■ **RECORDS FOR THE TASK**
*** Begin section ***
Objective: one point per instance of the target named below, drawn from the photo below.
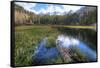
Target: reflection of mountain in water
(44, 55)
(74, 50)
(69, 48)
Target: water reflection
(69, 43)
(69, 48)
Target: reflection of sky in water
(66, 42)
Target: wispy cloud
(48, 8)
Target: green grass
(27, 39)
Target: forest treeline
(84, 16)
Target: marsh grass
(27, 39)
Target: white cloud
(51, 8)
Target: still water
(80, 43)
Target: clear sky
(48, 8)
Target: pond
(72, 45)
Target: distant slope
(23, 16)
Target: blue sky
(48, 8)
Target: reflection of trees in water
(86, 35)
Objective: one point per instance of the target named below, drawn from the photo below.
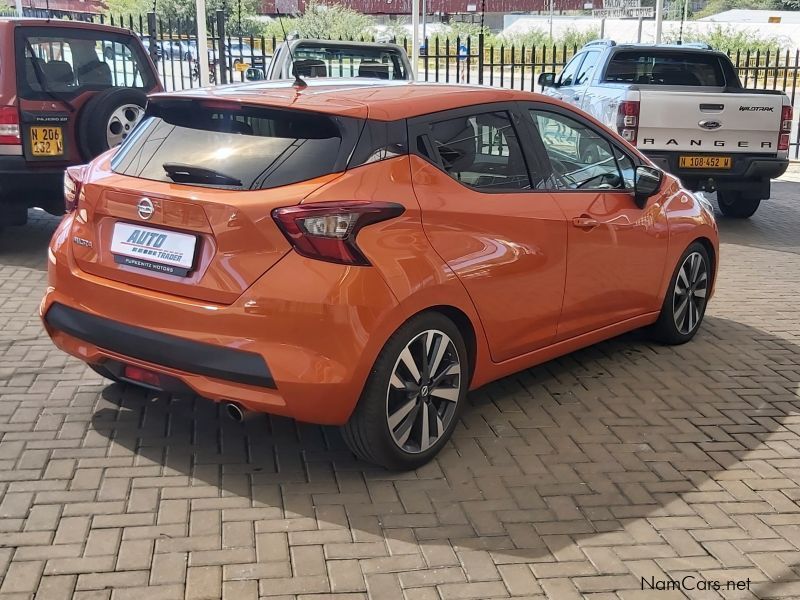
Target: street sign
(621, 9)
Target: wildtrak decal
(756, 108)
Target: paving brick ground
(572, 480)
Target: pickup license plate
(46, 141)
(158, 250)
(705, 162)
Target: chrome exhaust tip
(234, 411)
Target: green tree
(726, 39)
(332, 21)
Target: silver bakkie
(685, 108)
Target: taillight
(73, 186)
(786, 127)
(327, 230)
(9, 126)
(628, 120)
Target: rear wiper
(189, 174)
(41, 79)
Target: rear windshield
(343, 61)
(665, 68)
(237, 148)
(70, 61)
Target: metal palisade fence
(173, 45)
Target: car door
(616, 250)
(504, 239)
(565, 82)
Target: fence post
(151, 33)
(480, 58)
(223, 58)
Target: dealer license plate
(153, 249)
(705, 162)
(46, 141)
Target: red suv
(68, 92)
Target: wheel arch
*** End section ***
*** Begin section ***
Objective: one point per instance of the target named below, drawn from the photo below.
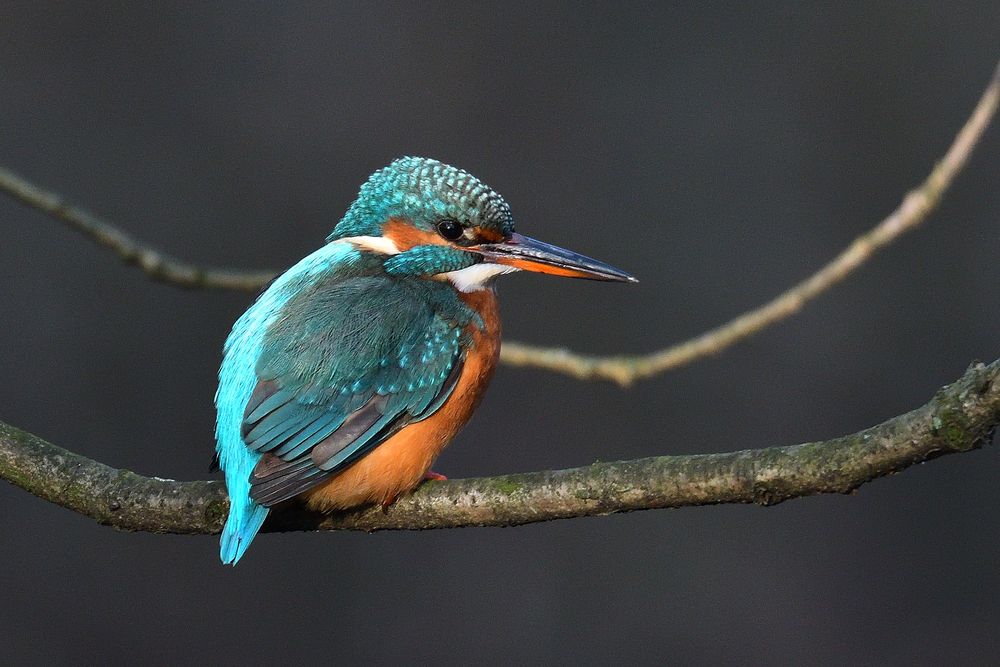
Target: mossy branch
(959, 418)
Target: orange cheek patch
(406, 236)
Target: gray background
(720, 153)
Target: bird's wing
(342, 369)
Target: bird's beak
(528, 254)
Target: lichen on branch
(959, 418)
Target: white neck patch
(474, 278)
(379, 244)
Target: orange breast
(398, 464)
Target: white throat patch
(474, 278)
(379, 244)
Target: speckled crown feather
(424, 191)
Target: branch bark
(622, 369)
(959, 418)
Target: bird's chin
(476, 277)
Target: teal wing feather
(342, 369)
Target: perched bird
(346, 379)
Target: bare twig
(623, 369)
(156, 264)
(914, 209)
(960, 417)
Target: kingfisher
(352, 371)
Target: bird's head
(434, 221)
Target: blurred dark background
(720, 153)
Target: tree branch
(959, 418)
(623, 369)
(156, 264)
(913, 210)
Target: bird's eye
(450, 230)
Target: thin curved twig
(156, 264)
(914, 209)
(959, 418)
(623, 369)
*** End section ***
*** Begin section ***
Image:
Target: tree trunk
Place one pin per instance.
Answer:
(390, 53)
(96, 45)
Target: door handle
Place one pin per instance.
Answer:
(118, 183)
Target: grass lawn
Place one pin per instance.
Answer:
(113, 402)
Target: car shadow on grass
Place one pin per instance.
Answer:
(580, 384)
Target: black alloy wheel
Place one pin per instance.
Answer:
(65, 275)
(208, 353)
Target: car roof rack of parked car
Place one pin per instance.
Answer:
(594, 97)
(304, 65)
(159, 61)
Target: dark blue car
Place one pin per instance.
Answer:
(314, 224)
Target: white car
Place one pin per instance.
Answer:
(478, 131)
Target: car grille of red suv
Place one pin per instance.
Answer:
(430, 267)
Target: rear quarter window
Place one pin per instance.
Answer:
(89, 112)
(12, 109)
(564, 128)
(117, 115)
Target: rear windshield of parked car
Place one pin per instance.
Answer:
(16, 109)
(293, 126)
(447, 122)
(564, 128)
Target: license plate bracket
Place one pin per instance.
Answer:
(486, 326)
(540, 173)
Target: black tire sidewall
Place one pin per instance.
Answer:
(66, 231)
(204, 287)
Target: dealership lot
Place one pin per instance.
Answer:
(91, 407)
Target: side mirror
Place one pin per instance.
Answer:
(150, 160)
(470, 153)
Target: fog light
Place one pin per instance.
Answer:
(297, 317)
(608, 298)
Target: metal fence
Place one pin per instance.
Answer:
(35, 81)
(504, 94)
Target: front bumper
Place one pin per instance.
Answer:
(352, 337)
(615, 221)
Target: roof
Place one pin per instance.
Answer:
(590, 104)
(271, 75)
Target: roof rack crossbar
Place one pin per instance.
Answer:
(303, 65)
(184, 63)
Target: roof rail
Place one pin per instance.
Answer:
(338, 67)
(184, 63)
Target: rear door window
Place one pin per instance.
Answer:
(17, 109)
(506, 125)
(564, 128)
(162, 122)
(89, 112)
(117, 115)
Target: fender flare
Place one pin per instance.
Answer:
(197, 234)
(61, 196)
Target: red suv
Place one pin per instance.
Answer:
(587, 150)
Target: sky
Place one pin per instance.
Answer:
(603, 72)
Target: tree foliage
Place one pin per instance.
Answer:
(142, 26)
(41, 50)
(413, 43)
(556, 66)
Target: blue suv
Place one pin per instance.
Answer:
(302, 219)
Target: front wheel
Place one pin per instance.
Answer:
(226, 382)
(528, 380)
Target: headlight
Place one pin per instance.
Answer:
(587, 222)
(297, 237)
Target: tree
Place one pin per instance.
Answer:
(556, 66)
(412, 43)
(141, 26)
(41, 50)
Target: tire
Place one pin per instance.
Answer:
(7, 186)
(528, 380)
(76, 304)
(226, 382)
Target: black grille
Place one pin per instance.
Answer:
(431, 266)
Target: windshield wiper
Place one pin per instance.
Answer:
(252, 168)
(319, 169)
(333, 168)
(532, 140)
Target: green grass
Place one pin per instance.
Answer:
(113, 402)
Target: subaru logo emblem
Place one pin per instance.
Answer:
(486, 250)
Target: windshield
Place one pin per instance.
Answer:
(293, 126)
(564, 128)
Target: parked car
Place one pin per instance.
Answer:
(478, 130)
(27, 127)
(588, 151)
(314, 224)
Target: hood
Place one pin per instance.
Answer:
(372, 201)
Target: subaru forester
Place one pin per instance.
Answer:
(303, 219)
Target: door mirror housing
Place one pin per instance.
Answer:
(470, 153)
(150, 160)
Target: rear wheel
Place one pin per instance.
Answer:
*** End section ***
■ **WORK ITEM**
Each line of the entries above that contains "front" is to be copied.

■ **RESPONSE TO THE EXERCISE**
Target: front bumper
Target: front wheel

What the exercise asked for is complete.